### Text provided ###
In application aspects, like ring signatures in traditional PKC and IDPKC, certificateless ring signatures can also be used in leaking authoritative secrets in an anonymous way, anonymous membership authentication for ad hoc groups [5], reports to the authorities embezzlement and corruption, certificateless designated signatures and concurrent signatures, etc.
1.2 Our Contributions
In this paper, we introduce the notion of ring signature into certificateless cryptography and propose a concrete certificateless ring signature scheme.
Firstly, we provide the security models of certificateless ring signatures. Two types of adversaries: Type I adversary and Type II adversary have been formally defined. The above two adversaries in our definition are “super adversaries” [33]. That is, the adversary can get valid ring signatures of the group whose public keys have been replaced, without supplying the secret values that are used to generate those public keys. In addition, our models also capture the groupchanging attack [18] in the notion of ring signatures.
###
» **Challenge 1**
Copy everything in the rows from the line containing "<item>frog</item>, it would be much appreciated." down to the line containing "L 79 32 L 81", both of those lines included.
» **Challenge 2**
Pick up the passage on certificateless ring signatures and continue writing from where it stops.
### Dataset records ###
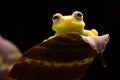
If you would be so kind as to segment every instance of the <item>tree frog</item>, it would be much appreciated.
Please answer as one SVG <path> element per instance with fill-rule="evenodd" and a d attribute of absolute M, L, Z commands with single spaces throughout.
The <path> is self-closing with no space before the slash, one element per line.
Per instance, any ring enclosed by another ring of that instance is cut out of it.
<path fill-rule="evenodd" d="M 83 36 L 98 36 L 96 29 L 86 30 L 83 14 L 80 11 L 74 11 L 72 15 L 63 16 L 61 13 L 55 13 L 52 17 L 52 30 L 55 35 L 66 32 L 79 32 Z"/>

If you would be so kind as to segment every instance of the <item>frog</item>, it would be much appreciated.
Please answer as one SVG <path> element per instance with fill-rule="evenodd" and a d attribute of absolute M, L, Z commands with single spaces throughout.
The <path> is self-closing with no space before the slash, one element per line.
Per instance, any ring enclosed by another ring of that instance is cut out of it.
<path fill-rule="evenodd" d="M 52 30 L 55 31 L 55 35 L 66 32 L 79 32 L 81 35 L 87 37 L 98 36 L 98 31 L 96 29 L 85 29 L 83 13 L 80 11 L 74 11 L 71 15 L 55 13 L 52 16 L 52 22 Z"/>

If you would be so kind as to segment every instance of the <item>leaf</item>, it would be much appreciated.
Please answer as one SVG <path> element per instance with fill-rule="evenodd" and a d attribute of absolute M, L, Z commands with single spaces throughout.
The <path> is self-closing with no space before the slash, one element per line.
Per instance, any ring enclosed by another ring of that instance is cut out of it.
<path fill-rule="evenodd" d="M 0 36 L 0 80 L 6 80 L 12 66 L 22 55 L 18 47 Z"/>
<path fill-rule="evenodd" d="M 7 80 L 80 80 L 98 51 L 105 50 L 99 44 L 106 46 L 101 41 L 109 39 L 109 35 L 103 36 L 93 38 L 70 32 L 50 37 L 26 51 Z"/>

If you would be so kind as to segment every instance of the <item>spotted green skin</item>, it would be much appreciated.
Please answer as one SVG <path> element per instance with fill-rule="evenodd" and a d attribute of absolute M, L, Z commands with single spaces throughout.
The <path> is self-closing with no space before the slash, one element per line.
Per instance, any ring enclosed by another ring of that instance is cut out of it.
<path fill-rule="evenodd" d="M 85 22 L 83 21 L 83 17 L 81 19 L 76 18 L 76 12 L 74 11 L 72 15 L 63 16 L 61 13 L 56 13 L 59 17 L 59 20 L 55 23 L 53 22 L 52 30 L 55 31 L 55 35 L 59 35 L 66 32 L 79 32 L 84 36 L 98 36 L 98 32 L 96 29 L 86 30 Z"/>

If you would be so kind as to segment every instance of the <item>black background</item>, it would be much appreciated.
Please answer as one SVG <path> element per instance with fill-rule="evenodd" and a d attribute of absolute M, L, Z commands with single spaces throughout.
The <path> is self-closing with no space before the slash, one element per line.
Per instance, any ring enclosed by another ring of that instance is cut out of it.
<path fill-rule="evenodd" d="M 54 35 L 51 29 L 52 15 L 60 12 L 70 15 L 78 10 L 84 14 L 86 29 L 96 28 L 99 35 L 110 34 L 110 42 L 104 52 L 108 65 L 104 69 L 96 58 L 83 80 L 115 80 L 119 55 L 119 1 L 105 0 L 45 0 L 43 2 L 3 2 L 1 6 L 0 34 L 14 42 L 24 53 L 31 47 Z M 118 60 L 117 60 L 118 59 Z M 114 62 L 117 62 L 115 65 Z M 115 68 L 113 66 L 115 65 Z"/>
###
» **Written answer 1**
If you would be so kind as to segment every instance of the <item>frog</item>, it would be much appreciated.
Please answer as one SVG <path> element per instance with fill-rule="evenodd" and a d attribute of absolute M, L, Z commands with single spaces throughout.
The <path> is self-closing with no space before the slash, one element per line.
Per instance, any ring enclosed by another ring of that instance is cut out of it.
<path fill-rule="evenodd" d="M 52 30 L 55 31 L 55 35 L 66 32 L 79 32 L 81 35 L 87 37 L 98 36 L 98 31 L 96 29 L 85 29 L 83 13 L 80 11 L 74 11 L 71 15 L 55 13 L 52 16 L 52 22 Z"/>

» **Written answer 2**
Secondly, we give an analysis of a “seemsecure” generic construction of certificateless ring signatures. The generic construction of certificateless signatures was first proposed by Yum and Lee [26], which has been shown insecure in [14]. Hu et al. also presented a secure construction of certificateless signatures [14]. Using the similar methods in [14], one can also get a generic construction of certificateless ring signatures. However, as we will show later, the resulting generic construction of certificateless ring signatures is totally insecure against the key replacement attack.
Lastly, we present a concrete construction of certificateless ring signatures. The new scheme uses the bilinear pairing on elliptic curves and concretely, the signing phase requires 2 pairings and the verification requires 3 pairings. We prove its security in the random oracles, with the assumption that Computational DiffieHellman problem is intractable.
Organization.
The rest of the paper is
organized as follows. In the next section, we review some
preliminaries which are required in this paper.
Section 4 defines the security models in the
notion of certificateless ring signatures. We analyze a generic
construction of certificateless ring signatures and show its
insecurity in Section 5. The
concrete construction of certificateless ring signature is proposed
in Section 6. Its security proofs are given in
Section 7. Finally, Section 8 comes
our conclusion.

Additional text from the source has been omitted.